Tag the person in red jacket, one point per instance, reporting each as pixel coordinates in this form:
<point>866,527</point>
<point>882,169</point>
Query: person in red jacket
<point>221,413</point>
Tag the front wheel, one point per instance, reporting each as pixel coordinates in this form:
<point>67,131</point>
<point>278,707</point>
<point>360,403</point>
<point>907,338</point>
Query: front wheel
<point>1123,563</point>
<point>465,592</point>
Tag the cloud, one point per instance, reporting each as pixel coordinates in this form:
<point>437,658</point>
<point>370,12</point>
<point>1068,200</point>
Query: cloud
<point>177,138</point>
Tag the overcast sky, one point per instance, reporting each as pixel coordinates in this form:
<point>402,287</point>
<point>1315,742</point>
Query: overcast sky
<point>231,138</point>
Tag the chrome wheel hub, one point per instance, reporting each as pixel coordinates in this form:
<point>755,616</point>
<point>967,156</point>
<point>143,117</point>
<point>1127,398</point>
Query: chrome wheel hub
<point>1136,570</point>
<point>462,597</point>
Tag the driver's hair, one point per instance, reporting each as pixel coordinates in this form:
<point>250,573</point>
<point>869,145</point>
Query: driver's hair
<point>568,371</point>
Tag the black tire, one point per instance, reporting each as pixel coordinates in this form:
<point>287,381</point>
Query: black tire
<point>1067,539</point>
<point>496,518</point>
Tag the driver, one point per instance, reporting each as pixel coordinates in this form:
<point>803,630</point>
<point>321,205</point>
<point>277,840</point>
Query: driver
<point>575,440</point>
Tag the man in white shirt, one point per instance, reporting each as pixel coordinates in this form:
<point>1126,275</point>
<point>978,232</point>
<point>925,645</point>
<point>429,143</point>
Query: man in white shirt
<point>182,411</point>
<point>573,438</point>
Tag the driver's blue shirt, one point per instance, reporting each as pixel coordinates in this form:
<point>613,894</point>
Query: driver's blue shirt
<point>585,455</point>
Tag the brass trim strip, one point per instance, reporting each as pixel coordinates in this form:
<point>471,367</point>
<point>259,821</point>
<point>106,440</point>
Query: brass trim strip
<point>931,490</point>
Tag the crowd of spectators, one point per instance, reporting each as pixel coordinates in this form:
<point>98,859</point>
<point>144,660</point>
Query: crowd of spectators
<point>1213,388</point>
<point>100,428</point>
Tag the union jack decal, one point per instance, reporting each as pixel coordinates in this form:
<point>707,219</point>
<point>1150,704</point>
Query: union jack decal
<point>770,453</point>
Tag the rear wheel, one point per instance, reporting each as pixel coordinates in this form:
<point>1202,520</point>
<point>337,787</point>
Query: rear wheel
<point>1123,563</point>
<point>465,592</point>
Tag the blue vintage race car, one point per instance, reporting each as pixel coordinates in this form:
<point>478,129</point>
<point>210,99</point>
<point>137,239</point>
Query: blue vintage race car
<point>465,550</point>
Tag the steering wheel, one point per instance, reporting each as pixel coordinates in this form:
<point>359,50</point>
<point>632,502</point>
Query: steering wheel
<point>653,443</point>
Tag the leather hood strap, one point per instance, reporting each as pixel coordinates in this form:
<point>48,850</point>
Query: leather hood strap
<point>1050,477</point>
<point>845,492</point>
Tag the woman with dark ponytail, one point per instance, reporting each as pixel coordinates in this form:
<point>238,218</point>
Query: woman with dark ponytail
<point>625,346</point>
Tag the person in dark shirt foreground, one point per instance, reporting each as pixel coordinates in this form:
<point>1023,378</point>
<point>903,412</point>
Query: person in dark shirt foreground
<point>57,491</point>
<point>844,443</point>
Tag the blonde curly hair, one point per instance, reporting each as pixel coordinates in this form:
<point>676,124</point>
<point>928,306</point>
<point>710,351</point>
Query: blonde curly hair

════════

■ **TASK TO COMPLETE**: Please reproduce the records from the start through the line holding "<point>568,371</point>", inclusive, with requests and their sample points unchanged, and rescale every answer coordinate by multiplying it by 2.15 and rounding to a whole number, halves up. Return only those lines.

■ **ANSWER TO THIS TASK**:
Tag the person in red jacket, one point per instance, reporting each as pixel coordinates in this form:
<point>866,527</point>
<point>882,169</point>
Query: person in red jacket
<point>475,888</point>
Tag the front wheel, one point per instance, reporting each as pixel coordinates in this form:
<point>67,131</point>
<point>278,707</point>
<point>360,403</point>
<point>907,338</point>
Query: front wheel
<point>2414,1210</point>
<point>1000,1273</point>
Tag the cloud, one point per instance, reporting each as pixel coordinates in this form:
<point>437,658</point>
<point>370,12</point>
<point>1068,200</point>
Query: cloud
<point>381,297</point>
Tag the overcast sky, one point per instance, reporting each as pixel coordinates in this form:
<point>402,287</point>
<point>1315,742</point>
Query: overcast sky
<point>497,297</point>
Tag the chrome wheel hub, one point per instance, reporting each as pixel coordinates in this form:
<point>755,616</point>
<point>967,156</point>
<point>143,117</point>
<point>1127,398</point>
Query: chrome wheel hub
<point>2442,1226</point>
<point>993,1284</point>
Tag the driver's hair, one point per instance, reporting each as pixel coordinates in this form:
<point>250,573</point>
<point>869,145</point>
Query: driver's hair
<point>1221,798</point>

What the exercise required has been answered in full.